### QUOTED PASSAGE
┄┄┄┄┄┄
It’s interesting that you were able to initiate that lifestyle change when you were at Downlow, because from the very first day, it was busier than Merchant’s had ever been, wasn’t it?
Yup. There were still incredibly long days, but they were very different and they were very… I don’t wanna say fulfilling, but it was a very different space and it was very different in the way that it operated. The daytime versus the late nights, the liquor license versus no liquor license — all of these things amounted to this dramatic shift in lifestyle for me.

How surprising was it that Downlow was so popular from the beginning? I’m sure you were optimistic and you had reasonably positive expectations, but it was a juggernaut from day one.
┄┄┄┄┄┄
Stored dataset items
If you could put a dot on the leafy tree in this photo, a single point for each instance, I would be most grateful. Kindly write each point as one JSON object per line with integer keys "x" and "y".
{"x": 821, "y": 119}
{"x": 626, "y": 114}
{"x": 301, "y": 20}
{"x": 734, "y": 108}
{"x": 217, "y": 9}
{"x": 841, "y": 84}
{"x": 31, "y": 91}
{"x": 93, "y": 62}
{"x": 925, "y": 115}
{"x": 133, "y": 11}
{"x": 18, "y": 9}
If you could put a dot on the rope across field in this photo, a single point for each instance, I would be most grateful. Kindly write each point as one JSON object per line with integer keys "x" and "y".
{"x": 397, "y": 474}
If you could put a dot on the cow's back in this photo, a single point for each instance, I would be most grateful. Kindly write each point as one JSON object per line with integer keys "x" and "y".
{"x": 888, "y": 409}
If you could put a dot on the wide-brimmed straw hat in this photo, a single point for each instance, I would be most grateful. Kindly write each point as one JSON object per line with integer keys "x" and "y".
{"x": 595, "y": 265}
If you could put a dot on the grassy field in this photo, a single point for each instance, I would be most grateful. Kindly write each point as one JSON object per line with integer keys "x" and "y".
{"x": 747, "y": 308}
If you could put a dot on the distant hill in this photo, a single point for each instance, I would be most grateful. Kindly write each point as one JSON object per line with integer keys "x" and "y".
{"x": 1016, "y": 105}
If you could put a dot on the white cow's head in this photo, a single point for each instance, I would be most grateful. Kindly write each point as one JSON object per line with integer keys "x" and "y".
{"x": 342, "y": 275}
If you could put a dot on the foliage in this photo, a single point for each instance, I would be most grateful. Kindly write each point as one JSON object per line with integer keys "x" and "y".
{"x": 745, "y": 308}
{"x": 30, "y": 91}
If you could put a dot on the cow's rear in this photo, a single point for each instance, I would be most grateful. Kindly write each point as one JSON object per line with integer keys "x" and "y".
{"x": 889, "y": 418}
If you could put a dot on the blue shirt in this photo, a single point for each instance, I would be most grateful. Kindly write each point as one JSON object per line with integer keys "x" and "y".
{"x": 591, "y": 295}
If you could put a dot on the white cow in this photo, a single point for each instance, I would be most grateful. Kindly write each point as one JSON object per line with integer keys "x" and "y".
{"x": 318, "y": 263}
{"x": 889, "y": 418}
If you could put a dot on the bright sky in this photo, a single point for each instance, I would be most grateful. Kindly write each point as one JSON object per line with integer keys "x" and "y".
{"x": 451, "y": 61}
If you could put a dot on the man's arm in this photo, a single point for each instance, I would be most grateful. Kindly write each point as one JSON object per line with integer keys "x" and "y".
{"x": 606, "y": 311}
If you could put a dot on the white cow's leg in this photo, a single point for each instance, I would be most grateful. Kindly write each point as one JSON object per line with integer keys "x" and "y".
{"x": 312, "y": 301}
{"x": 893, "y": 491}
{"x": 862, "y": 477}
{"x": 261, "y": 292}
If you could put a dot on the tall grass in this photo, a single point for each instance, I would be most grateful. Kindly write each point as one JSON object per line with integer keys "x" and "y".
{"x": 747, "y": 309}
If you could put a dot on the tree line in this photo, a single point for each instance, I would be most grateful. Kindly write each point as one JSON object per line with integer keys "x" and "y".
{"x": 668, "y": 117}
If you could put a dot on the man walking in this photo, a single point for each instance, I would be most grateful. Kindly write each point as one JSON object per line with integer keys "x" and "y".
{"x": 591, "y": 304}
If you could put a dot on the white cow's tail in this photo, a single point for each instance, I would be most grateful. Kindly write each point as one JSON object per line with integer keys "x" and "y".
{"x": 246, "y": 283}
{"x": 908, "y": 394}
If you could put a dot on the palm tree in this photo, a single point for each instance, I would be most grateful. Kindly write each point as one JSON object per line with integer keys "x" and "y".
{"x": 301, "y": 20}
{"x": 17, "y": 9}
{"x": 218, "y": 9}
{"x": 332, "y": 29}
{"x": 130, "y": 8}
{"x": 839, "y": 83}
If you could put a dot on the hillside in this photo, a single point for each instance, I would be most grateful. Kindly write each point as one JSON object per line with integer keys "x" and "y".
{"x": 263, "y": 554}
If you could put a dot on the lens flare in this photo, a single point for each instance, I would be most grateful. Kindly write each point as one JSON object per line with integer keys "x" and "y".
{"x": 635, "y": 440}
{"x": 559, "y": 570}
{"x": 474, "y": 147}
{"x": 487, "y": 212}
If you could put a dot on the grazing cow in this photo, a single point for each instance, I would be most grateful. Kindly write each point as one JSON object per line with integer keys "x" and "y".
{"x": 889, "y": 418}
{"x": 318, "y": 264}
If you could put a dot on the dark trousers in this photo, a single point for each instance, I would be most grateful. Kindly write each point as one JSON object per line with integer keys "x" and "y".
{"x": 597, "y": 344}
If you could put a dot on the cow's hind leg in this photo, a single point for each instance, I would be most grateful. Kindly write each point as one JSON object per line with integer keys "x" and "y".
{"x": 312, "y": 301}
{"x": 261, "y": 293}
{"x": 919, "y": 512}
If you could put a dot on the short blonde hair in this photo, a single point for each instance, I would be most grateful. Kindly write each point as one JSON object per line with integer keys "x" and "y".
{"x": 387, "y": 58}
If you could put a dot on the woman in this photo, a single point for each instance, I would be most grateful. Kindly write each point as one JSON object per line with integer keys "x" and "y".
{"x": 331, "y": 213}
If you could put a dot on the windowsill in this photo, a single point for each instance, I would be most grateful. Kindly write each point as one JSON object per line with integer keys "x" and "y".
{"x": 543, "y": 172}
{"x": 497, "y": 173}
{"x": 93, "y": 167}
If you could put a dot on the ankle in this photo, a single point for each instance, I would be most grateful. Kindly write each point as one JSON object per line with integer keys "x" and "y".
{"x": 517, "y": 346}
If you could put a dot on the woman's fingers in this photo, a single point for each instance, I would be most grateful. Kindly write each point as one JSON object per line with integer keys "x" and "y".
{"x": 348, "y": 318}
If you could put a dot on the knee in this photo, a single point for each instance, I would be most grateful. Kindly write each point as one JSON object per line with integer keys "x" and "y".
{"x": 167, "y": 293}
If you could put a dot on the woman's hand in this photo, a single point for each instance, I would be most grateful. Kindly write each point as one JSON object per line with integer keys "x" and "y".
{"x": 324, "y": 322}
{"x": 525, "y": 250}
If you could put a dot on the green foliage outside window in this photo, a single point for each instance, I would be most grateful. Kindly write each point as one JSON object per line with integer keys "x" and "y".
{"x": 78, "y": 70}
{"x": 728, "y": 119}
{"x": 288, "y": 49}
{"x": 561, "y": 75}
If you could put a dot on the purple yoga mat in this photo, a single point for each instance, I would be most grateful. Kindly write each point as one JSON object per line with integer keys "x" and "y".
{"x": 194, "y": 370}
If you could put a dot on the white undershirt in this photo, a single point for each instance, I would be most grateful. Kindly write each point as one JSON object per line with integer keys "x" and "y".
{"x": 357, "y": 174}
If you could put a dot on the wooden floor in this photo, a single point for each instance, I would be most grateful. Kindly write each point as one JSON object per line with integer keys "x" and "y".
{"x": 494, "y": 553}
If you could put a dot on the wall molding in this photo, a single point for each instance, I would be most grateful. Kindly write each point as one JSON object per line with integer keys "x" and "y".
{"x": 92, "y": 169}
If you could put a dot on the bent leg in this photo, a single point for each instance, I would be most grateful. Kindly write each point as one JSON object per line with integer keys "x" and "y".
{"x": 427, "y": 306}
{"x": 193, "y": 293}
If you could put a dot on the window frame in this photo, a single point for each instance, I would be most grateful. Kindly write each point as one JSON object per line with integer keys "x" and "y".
┄┄┄┄┄┄
### ASSIGNMENT 1
Answer these questions using the interview about Downlow:
(a) According to the interviewer, what place was Downlow busier than from its very first day?
(b) Which word does the interviewee say "I don't wanna say" when describing the days at Downlow?
(c) Besides daytime versus late nights, what other contrast does the interviewee list as part of the shift in lifestyle?
### ASSIGNMENT 2
Continue the interview about Downlow, starting after the interviewer's last question.

### TASK RESULT 1
(a) Merchant's
(b) Fulfilling
(c) The liquor license versus no liquor license

### TASK RESULT 2
We were incredibly surprised, and then we also were petrified about being able to maintain expectations, especially because the hype just continued to grow. We try, every single day, to be better today than we were yesterday, and to make sure that tomorrow we’re gonna be better than today. I feel so, so lucky that we were received the way we were, and I also feel very blessed that this is what I do for a living. I get to revisit the foods of my childhood and do them through a slightly better lens and use [higher-quality] proteins. And more importantly for Lindsey and I, we get to try to shift the conversation within our industry in terms of how we take care of the people around us — because, to be honest, we’re nothing without them.  

You said in an interview with the Vancouver Sun that a lot of the foods you like cooking most are based in nostalgia. So, how does fried chicken figure within that context? What makes it so nostalgic for you?
Chicken fingers. (laughs)

From anywhere in particular?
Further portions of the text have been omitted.